◆ **STATED TASK**: Copy the listing word for word, starting at the line containing "y=182. Target: boulder" and ending at the line containing "x=559 y=431", with both of those lines included.

◆ **AVAILABLE RECORDS**:
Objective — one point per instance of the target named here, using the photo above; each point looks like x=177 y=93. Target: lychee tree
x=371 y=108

==

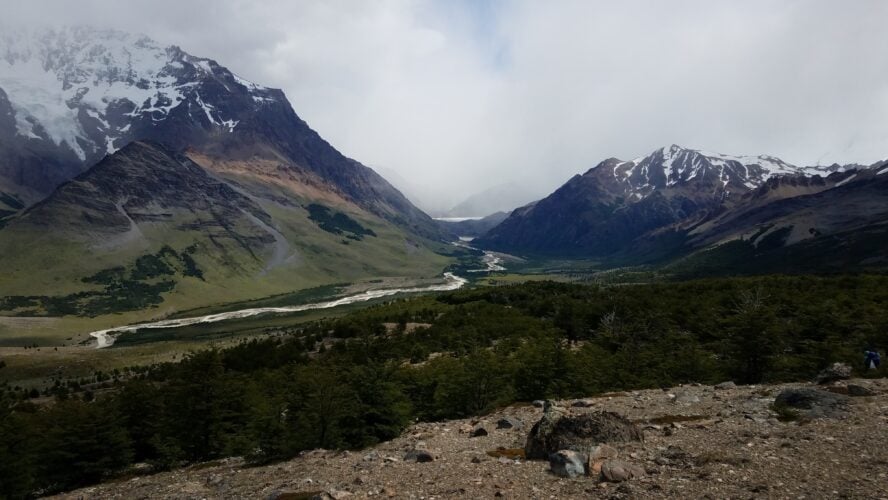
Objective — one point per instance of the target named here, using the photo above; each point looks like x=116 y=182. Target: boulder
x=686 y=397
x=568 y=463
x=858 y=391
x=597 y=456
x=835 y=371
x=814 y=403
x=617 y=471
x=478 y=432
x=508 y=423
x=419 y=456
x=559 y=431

◆ **FINISHED ANSWER**:
Objective — one point per instance of the target named here, using the photo above; each point looks like x=116 y=182. Target: boulder
x=686 y=397
x=568 y=463
x=858 y=391
x=597 y=456
x=835 y=371
x=814 y=403
x=617 y=471
x=478 y=432
x=508 y=423
x=419 y=456
x=559 y=431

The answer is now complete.